** begin Passage shown **

This is the third in a series of articles that unpacks optimization tips for your Unity projects. Use them as a guide for running at higher frame rates with fewer resources. Once you’ve tried these best practices, be sure to check out the other pages in the series:
See our latest optimization guides for Unity 6 developers and artists:
Understand the limitations of your target hardware and how to profile the GPU to optimize the rendering of your graphics. Try these tips and best practices to reduce the workload on the GPU.
When profiling, it’s useful to start with a benchmark to tell you what profiling results you should expect from specific GPUs.
See GFXBench for a great list of different industry-standard benchmarks for GPUs and graphics cards. The website provides a good overview of the current GPUs available and how they stack up against each other.
Watch the rendering statistics
Click the Stats button in the top right of the Game view. This window shows you real-time rendering information about your application during Play mode. Use this data to help optimize performance:
- fps: Frames per second
- CPU Main: Total time to process one frame (and update the Editor for all windows)
- CPU Render: Total time to render one frame of the Game view
- Batches: Groups of draw calls to be drawn together
- Tris (triangles) and Verts (vertices): Mesh geometry
- SetPass calls: The number of times Unity must switch shader passes to render the GameObjects on-screen; each pass can introduce extra CPU overhead.
Note: In-Editor fps does not necessarily translate to build performance. We recommend that you profile your build for the most accurate results. Frame time in milliseconds is a more accurate metric than frames per second when benchmarking. Learn more in the e-book Ultimate guide to profiling Unity games (Unity 6 edition).

To draw a GameObject, Unity issues a draw call to the graphics API (e.g. OpenGL, Vulkan, or Direct3D). Each draw call is resource intensive. State changes between draw calls, such as switching materials, can cause performance overhead on the CPU side.
PC and console hardware can push a lot of draw calls, but the overhead of each call is still high enough to warrant trying to reduce them. On mobile devices, draw call optimization is vital. You can achieve this with draw call batching.
Draw call batching minimizes these state changes and reduces the CPU cost of rendering objects. Unity can combine multiple objects into fewer batches using several techniques:
- SRP Batching: If you are using HDRP or URP, enable the SRP Batcher in your Pipeline Asset under Advanced. When using compatible shaders, the SRP Batcher reduces the GPU setup between draw calls and makes material data persistent in GPU Memory. This can speed up your CPU rendering times significantly. Use fewer Shader Variants with a minimal amount of Keywords to improve SRP batching. Consult this SRP documentation to see how your project can take advantage of this rendering workflow.

** end Passage shown **
** begin Record set **

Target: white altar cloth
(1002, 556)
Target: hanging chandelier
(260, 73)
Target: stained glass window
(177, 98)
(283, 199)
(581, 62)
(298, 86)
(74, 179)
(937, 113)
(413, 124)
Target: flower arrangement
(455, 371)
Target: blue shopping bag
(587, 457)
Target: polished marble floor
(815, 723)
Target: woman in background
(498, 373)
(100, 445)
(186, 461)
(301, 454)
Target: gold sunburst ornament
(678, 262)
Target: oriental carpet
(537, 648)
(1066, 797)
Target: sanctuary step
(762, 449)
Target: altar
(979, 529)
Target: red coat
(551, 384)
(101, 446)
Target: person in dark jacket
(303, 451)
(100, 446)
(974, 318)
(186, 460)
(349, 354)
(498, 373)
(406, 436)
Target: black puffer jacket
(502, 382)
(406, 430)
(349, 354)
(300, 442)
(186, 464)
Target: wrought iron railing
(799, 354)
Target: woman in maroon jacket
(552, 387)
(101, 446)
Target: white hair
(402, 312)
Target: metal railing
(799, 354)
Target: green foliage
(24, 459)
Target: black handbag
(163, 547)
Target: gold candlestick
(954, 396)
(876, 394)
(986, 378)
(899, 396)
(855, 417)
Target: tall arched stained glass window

** end Record set **

_The tasks_:
**a)** Quote the passage from the Unity GPU optimization guide, starting with "This is the" and going on through "on the GPU.".
**b)** In the Unity GPU optimization guide, which metric is described as more accurate than frames per second when benchmarking?

_Answer set_:
**a)**
This is the third in a series of articles that unpacks optimization tips for your Unity projects. Use them as a guide for running at higher frame rates with fewer resources. Once you’ve tried these best practices, be sure to check out the other pages in the series:
See our latest optimization guides for Unity 6 developers and artists:
Understand the limitations of your target hardware and how to profile the GPU to optimize the rendering of your graphics. Try these tips and best practices to reduce the workload on the GPU.

**b)** Frame time in milliseconds.